§ **EXCERPT PROVIDED**
* * * * * * * * *
A severe constraint on this research was that there were very few subjects in North America with the necessary qualifications;  curable children would have already been cured.  But there were plenty of qualifying subjects in the rural parts of the doctor's native India.  So the doctor moved his research center there.  It was probably inevitable that the curing of the blind children rose to became a parallel focus of his work, alongside the initial focus of his research.  Mobile clinics were established;  treatment was free for all.  Patients' agreement to participate in the research was sought but not required.

I was fascinated by the presentation, and not just by the science:  I realized that an opportunity to atone for having abandoned that blind girl had presented itself.  I asked the doctor what the process should be for me to contribute.  He responded that an appropriate mechanism was not yet in place;  he'd let me know.  Several follow-ups during the subsequent months were fruitless, and finally the matter dropped.  

Then, 
five years later, this June, I was back at MIT, now attending my 60th class reunion.  While standing in line between events, I happened to overhear a conversation in which one of the participants was clearly an administrator.  I asked him if he could help me make contact with the researcher (I'd forgotten details) who'd given that vision-interpretation presentation five years ago.  Indeed he could.... and did.  The researcher is Dr Pawan Sinha;  his (inspiring) initiative in India is Project Prakash (the subject of a recent
special report on National Public Radio).  was finally able to make the donation I'd intended:  the amount of the "emergency cash" I'd been carrying during that sad encounter with the blind girl, plus interest.  My cover letter to Dr Sinha related the story of that encounter.  In his gracious acknowledgement, he observed that he'd grown up in an environment that recognized karmic circles.

Several days after returning home from this reunion - here's where the notion of karmic circling became compelling for me - I received a small packet of mail from India.  It was from the boy ("Ram Laxman" if I have the name right and in the correct order) in Bhap, the village where we'd stopped to have our tire repaired a few hours before our encounter with the blind girl.  The packet contained several photographs, the tattered letter I'd included when I'd sent the photos (he'd saved it all these years), and a warm if not totally comprehensible note.
* * * * * * * * *
§ **WHAT THIS EXERCISE ASKS**
(1) In the account of Project Prakash, why did the doctor move his research center to India? Answer in one to three sentences.
(2) Reproduce word for word the part of the Project Prakash account that opens with the words containing "Several days after" and closes with "totally comprehensible note.".
(3) Resume the account of Project Prakash and the blind girl after its final sentence.
The entries come from a different source than the account above.
* * * * * * * * *
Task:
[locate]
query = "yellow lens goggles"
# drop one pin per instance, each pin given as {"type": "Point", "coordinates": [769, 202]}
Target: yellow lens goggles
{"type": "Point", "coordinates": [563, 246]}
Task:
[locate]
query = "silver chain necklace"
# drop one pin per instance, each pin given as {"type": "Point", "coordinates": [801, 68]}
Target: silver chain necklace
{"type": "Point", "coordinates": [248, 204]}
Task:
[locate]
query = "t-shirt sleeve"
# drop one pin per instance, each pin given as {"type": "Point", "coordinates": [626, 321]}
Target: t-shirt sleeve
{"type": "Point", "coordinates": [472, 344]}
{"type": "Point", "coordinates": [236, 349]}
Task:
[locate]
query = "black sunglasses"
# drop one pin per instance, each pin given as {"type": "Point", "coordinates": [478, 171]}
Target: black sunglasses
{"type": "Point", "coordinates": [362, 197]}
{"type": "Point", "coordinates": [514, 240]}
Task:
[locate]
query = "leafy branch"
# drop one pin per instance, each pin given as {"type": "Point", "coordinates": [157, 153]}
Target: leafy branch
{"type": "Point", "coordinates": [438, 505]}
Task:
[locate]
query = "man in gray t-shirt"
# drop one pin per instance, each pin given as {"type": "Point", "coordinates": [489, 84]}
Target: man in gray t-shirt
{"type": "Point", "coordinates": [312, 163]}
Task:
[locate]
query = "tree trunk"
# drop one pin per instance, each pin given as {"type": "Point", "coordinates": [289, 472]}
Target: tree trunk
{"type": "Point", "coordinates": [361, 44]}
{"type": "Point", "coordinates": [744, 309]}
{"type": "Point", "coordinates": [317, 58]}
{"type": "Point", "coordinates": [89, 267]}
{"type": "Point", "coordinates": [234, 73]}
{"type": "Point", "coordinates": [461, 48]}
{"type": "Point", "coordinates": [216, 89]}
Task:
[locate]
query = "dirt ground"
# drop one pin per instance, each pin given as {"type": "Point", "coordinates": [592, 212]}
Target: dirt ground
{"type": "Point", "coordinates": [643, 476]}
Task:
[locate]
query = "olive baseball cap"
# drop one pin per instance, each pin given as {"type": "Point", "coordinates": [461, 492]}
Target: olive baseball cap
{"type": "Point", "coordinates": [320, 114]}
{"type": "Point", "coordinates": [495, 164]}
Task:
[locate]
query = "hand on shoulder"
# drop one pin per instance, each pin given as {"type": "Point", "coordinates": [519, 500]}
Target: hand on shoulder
* * * * * * * * *
§ **ANSWERS TO THE EXERCISE**
(1) Very few children in North America had the necessary qualifications, because curable children would already have been cured. The rural parts of India had plenty of qualifying subjects.

(2)
Several days after returning home from this reunion - here's where the notion of karmic circling became compelling for me - I received a small packet of mail from India.  It was from the boy ("Ram Laxman" if I have the name right and in the correct order) in Bhap, the village where we'd stopped to have our tire repaired a few hours before our encounter with the blind girl.  The packet contained several photographs, the tattered letter I'd included when I'd sent the photos (he'd saved it all these years), and a warm if not totally comprehensible note.

(3)
If there's any need for evidence of the existence of Karmic Circles, as far s I'm concerned this episode has now provided  it.

************

Epilogue - Whence Karma?:

PS:  A bit of whimsy:  Dr Sinha's mention of Karmic Circles made me think of Noam Chomsky's reply when asked* to respond to the assertion that "Everything Important in Science Has Now Been Discovered;  there remain only details".

Chomsky's take, which appeals to me, was that our (human) view of the universe is as through a prism, which, though infinitely long, is bounded by its walls.  While the extent of our vision and ability to examine is unconstrained within the confines of that prism, our minds lack the ability to perceive, or to formulate, that which lies outside it.  (Wherein, perhaps, live "Karmic Circles".)

___________
*  Here's what elicited this observation from Chomsky:

Some years ago, the assertion that "Science Is At An End!" was mischievously thrown out at a cocktail party in Cambridge, of course drawing the expected raucous chorus of responses.  John Horgan, an editor of Scientific American, was present, and was inspired to develop the event into a book.  His format was an aggregation of short chapters, each summarizing an interview he'd set up with a leading scientist in a wide array of fields, in which interviews he elicited their reactions to that provocative assertion.  Among his interviewees was Epistemologist (NOT "Linguist"!) Chomsky.  

Horgan's book, The End of Science, though now in some areas out of date, is still entertaining, educational, and often quite amusing.